── Excerpted passage
4. Error Handling and Turn Limits

Both implementations include robust error handling:

  • Turn Limits: Prevent infinite loops with configurable limits (default: 10)
  • Tool Execution Errors: Captured and reported without crashing the system
  • Stream Errors: Properly propagated to subscribers
  • Process Cleanup: Streams are properly cleaned up on errors

API Usage

Standard Automatic Tool Execution

# Register tools first
{:ok, declaration} = Altar.ADM.new_function_declaration(%{
  name: "get_weather",
  description: "Gets weather for a location",
  parameters: %{
    type: "object",
    properties: %{location: %{type: "string"}},
    required: ["location"]
  }
})
:ok = Gemini.Tools.register(declaration, &MyApp.get_weather/1)

# Use automatic execution
{:ok, response} = Gemini.generate_content_with_auto_tools(
  "What's the weather in San Francisco?",
  tools: [declaration],
  model: "gemini-2.0-flash-lite",
  turn_limit: 5
)

{:ok, text} = Gemini.extract_text(response)

Streaming Automatic Tool Execution

# Start streaming with automatic tool execution
{:ok, stream_id} = Gemini.stream_generate_with_auto_tools(
  "What's the weather in Tokyo?",
  tools: [declaration],
  model: "gemini-2.0-flash-lite"
────
── Dataset entries
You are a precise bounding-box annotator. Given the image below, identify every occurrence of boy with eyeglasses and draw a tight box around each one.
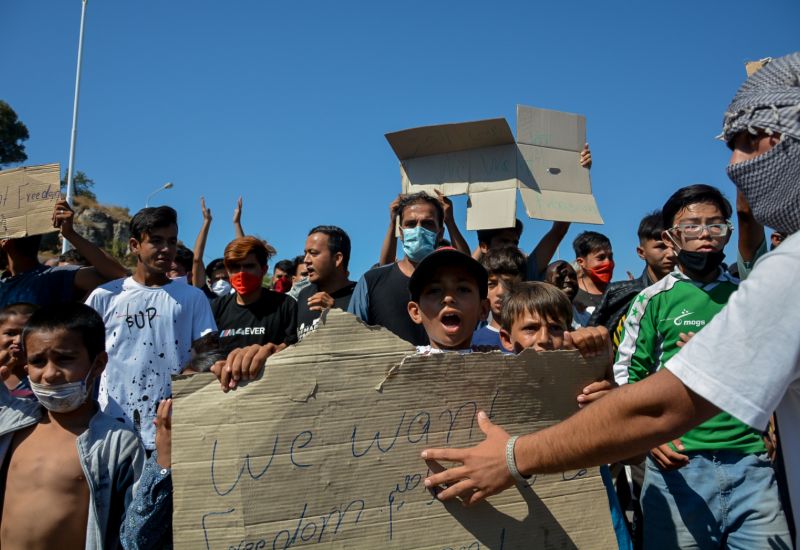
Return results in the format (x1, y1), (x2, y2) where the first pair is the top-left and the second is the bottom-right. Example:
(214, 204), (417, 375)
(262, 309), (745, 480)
(614, 185), (791, 549)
────
Check your understanding
(a) Update the stretch of the Gemini tool-execution passage from "4. Error Handling" through "limits (default: 10)" by changing "robust" to "comprehensive", and write out the revised stretch.
(b) Go on with the Gemini tool-execution passage from the point where it stops.

Task results
(a)
4. Error Handling and Turn Limits

Both implementations include comprehensive error handling:

  • Turn Limits: Prevent infinite loops with configurable limits (default: 10)

(b)
)

# Subscribe to receive only final text response
:ok = Gemini.subscribe_stream(stream_id)

# Handle events
receive do
  {:stream_event, ^stream_id, event} -> 
    # Only final text chunks, no function calls visible
  {:stream_complete, ^stream_id} -> 
    # Stream completed
  {:stream_error, ^stream_id, error} -> 
    # Handle errors
end

Testing

Unit Tests

Location: test/gemini_auto_tools_unit_test.exs

Tests cover:

  • Chat structure creation and manipulation
  • Function call and tool result handling
  • Content serialization and deserialization
  • Basic API structure validation

Integration Tests

Location: test/gemini_auto_tools_test.exs

Tests cover (require API key):

  • End-to-end automatic tool execution
  • Turn limit functionality
  • Streaming automatic execution
  • Multiple tool calls in sequence
  • Error handling scenarios

Example Demonstrations

Location: examples/auto_tool_calling_demo.exs

Provides working examples of:

  • Tool registration
  • Standard automatic execution
  • Streaming automatic execution
  • Multiple tool types (weather, time, calculator)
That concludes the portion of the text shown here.